Excerpt provided

# Carolina Skiff J16: Re-powered and Re-rigged



## DuckNut (Apr 3, 2009)

Nice ride Eliot.

I know where your boat is parked in the first pick - fishy area not far away.

A realistic answer to redoing the gelcoat - forget about it. It will be expensive. To get the stains out, but a $3 can of Barkeepers friend and scrub.

Best wishes on your schooling.


----------



## Parrboy (Nov 18, 2012)

That thing looks great bro. Kinda looks like an extreme. Saweet


----------



## 8loco (Feb 12, 2012)

Is that console listed on the customgheenoe.com price list or was it custom?


----------



## GTSRGTSR (Nov 10, 2009)

Thats a great seat and console setup. Love it.


----------



## snookin99 (Apr 13, 2008)

Thanks for all the compliments guys, I appreciate it!



> Is that console listed on the customgheenoe.com price list or was it custom?


Yep this is the "Aluminum CC" on the customgheenoe price list. The price they have listed includes cutouts for the controls, gauges, etc, and its cheaper if you buy it without them.


----------



## Rick D (Nov 14, 2011)

I like the extreme setup. I bet the visibility is awesome.


----------



## ctoles86 (Aug 7, 2011)

How does the boat handle around the st marks area? Thanks


----------



## permitchaser (Aug 26, 2013)

Very nice looking boat. 40 mph in a Carolina skiff could be fun in some big chop
Best of luck with it and post some slime shots


----------

Exercise details
Can you retype the Carolina Skiff thread word for word, starting at "## GTSRGTSR (Nov" and ending at "I appreciate it!"?

Dataset excerpt
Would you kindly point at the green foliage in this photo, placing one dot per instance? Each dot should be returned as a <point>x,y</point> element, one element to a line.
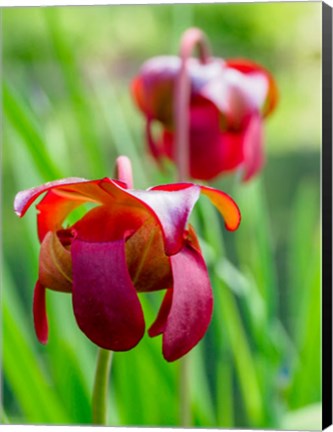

Solution to the problem
## GTSRGTSR (Nov 10, 2009)

Thats a great seat and console setup. Love it.


----------



## snookin99 (Apr 13, 2008)

Thanks for all the compliments guys, I appreciate it!